* **Исходный текст**:
Правда Чехова — в иронии, прямой и скрытой, в насмешке над человеческими пороками. Но ирония эта — горькая, и насмешка эта не со зла, а, скорее, от безысходности, от боли. Чехов — страдающее и сострадающее, переживающее, горящее за Россию и русских людей сердце. И это главное.
Юлия Кукарских, студентка (Красноярск)
По-настоящему Чехов начинается «степью». Той самой, где растёт высокая, крепкая трава, гуляет сухой ветер, неведомо откуда (впрочем, и не знамо куда) тянется пыльная дорога. В жарком воздухе звучит колокольчик, фыркает лошадь, стучат колёса брички и маленький путник восхищённо созерцает картину. Однако, и бескрайняя земля, и дорога, и распластанный блин солнца в вышине, да и сам Егорушка — всё — суть чеховской метафоры. Ибо в совокупности есть воплощение русской жизни, коя, к слову сказать, не шибко-то изменилась с тех пор. Силу своего течения, как прочее на нашей земле, она берёт в детстве (конечно, общем для всех людей на свете), тогда, когда душа ещё не понимает, где сердце, а сердце не в состоянии познать душу. Это потом, много позже (по сути, выверенная хронология важна только литературоведам, читателю же нет особой разницы в том, с какого тома и какой книги читать и перечитывать хорошую прозу, к тому же со временем годы жизни писателя, будто сами по себе, совпадут с датами под его сочинениями), начнутся мучительные беседы постояльцев «Палаты № 6». Прозвучит тоскливый возглас Ирины: «Уехать в Москву. Продать дом, покончить всё здесь и — в Москву…» (но от себя-то, как известно, в Москве не укроешься), заспорят Раневская и Лопахин, а всеми позабытый Фирс замечется в заколоченном доме. Всё будет тихо и чудовищно, спокойно (и даже лениво), одни бесконечные чаепития на дачах, бренчанье на расстроенном рояле и ни к чему не ведущие разговоры о том, зачем мы и что там народ. Правда, не без редких вспышек, когда захочется бежать, топиться и, может быть даже, стреляться… Но это потом… А пока только степь, огромная и суровая, как сама Россия. Колокольчик, бричка и будто в полусне звучащий вопрос: «Какова-то будет эта жизнь?»

* **Представленные данные**:
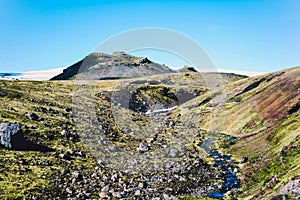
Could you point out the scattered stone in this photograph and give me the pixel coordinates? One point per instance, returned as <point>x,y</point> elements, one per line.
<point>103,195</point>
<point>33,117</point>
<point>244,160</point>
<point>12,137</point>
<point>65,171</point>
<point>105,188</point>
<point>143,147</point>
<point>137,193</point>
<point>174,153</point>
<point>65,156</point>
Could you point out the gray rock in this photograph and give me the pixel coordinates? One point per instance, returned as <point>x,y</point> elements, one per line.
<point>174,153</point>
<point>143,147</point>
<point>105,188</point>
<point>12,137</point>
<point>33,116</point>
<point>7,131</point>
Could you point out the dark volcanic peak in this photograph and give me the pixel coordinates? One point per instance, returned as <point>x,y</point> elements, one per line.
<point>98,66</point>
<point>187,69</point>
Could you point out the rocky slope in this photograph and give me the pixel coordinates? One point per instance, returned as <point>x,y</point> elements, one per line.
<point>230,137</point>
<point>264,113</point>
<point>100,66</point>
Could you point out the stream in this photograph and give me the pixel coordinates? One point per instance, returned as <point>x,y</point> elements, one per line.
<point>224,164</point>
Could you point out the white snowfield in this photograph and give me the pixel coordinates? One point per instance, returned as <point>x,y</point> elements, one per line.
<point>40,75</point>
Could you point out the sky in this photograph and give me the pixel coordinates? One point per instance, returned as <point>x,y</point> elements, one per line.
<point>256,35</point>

---

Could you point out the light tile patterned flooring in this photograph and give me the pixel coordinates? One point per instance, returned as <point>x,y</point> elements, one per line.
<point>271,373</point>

* **Задания**:
1: Ответьте на вопросы по тексту о Чехове:
(а) В чём, согласно первому абзацу, заключается правда Чехова?
(б) Как зовут маленького путника, созерцающего картину степи?
(в) Куда, судя по приведённому возгласу, стремится уехать Ирина?
2: Переведите на английский язык предложение из текста о Чехове: «А пока только степь, огромная и суровая, как сама Россия.»
3: Определите, соответствуют ли тексту о Чехове следующие утверждения:
(а) Насмешка Чехова продиктована злобой.
(б) Фирс назван в тексте всеми позабытым.
(в) Выверенная хронология произведений, по мнению автора текста, важна для читателя.

* **Решения заданий**:
1:
(а) В иронии, прямой и скрытой, в насмешке над человеческими пороками.
(б) Егорушка.
(в) В Москву.

2: But for now there is only the steppe, vast and stern, like Russia itself.

3:
(а) Нет: «насмешка эта не со зла, а, скорее, от безысходности, от боли».
(б) Да: «всеми позабытый Фирс замечется в заколоченном доме».
(в) Нет: «выверенная хронология важна только литературоведам, читателю же нет особой разницы».